In the proposed regulation, the FAR Council has chosen to require government contractors to identify and report the three broad categories—or “scopes”—of GHGs recognized by the Greenhouse Gas Protocol, which is currently the most widely-accepted GHG accounting standard in the world. These scopes are:
- Scope 1 Emissions—Direct GHG emissions from sources that the reporting organization directly owns or controls, such as manufacturing process emissions, and fuel combustion from furnaces, boilers, and organization-owned or controlled vehicles.
- Scope 2 Emissions—Indirect GHG emissions from the facilities and sources generating the electricity, heat, steam, and cooling used by the reporting organization.
- Scope 3 Emissions—Other indirect emissions not covered in Scope 1 or 2 and not resulting from assets owned or controlled by the reporting organization, but that result at any point in the organization’s upstream or downstream “value chain.” This includes 15 categories of such wide-ranging activities as the organization’s purchase of goods and services (and the emissions generated by those upstream suppliers), purchase and deployment of capital goods, employee commuting and business travel, the actual use of the organization’s goods and services by downstream users, end-of-life disposal or recycling of any used products, and all fuel and energy activities related to the generation, development, transportation, and distribution of the organization’s products and services.

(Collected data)
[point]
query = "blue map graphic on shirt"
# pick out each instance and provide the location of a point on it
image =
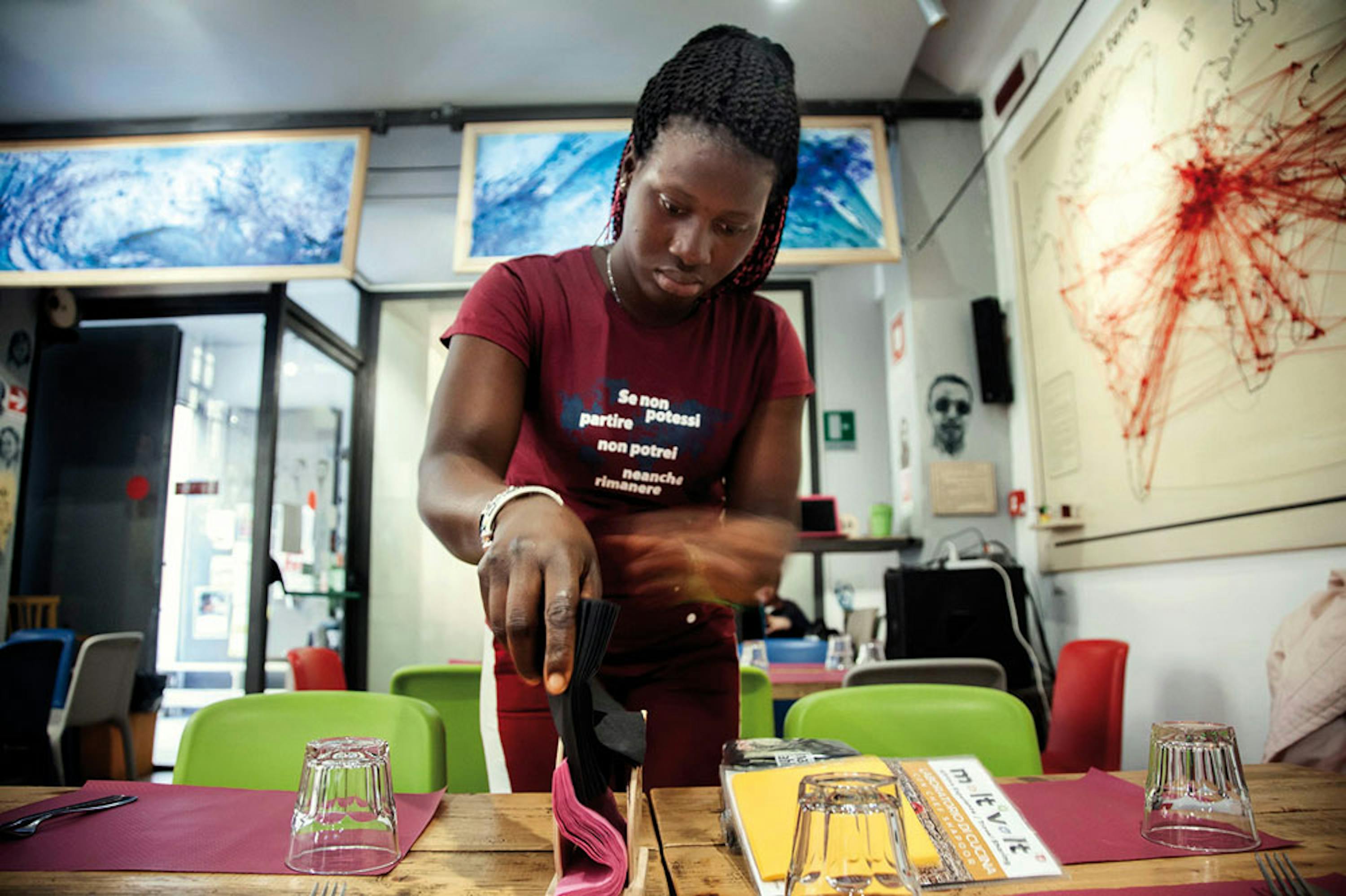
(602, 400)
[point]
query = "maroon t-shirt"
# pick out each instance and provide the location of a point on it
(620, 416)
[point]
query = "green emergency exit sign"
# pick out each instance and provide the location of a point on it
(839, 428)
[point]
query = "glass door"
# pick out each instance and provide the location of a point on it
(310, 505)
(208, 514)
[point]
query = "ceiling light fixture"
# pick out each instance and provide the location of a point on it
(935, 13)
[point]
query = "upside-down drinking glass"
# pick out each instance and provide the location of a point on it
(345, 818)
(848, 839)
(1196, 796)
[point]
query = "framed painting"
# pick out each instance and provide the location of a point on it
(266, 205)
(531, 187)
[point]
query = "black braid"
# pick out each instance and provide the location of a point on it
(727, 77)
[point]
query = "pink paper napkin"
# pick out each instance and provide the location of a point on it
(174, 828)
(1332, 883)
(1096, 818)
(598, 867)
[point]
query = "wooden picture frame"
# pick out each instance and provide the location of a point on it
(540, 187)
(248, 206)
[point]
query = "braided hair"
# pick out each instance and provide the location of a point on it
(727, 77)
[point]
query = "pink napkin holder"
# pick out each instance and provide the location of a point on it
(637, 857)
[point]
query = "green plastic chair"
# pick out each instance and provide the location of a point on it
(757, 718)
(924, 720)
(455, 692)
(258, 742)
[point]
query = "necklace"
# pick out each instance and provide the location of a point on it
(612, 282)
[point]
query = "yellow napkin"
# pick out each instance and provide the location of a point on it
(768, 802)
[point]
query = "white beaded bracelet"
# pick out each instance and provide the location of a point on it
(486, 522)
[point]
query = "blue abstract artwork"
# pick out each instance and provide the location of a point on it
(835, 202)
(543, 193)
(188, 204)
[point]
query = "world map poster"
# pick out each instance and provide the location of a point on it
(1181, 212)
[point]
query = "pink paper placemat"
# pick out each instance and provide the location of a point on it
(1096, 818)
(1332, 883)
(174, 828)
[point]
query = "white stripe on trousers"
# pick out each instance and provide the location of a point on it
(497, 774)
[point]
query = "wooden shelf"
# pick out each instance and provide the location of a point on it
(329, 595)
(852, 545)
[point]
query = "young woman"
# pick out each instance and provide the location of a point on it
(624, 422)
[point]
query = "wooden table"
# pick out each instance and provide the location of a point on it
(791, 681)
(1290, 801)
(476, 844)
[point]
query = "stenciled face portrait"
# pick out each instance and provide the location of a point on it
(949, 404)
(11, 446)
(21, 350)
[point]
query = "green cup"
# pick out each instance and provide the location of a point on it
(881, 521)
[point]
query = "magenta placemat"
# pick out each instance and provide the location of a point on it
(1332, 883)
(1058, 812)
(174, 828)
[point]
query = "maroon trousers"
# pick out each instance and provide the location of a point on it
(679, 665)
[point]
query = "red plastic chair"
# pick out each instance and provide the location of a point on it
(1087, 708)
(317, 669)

▸ Required actions
A - According to the greenhouse gas passage, what four things used by the reporting organization count toward Scope 2 emissions when others generate them?
B - How many lines of the records contain the string "placemat"? Reply with the number alone.

▸ Results
A - Electricity, heat, steam, and cooling.

B - 2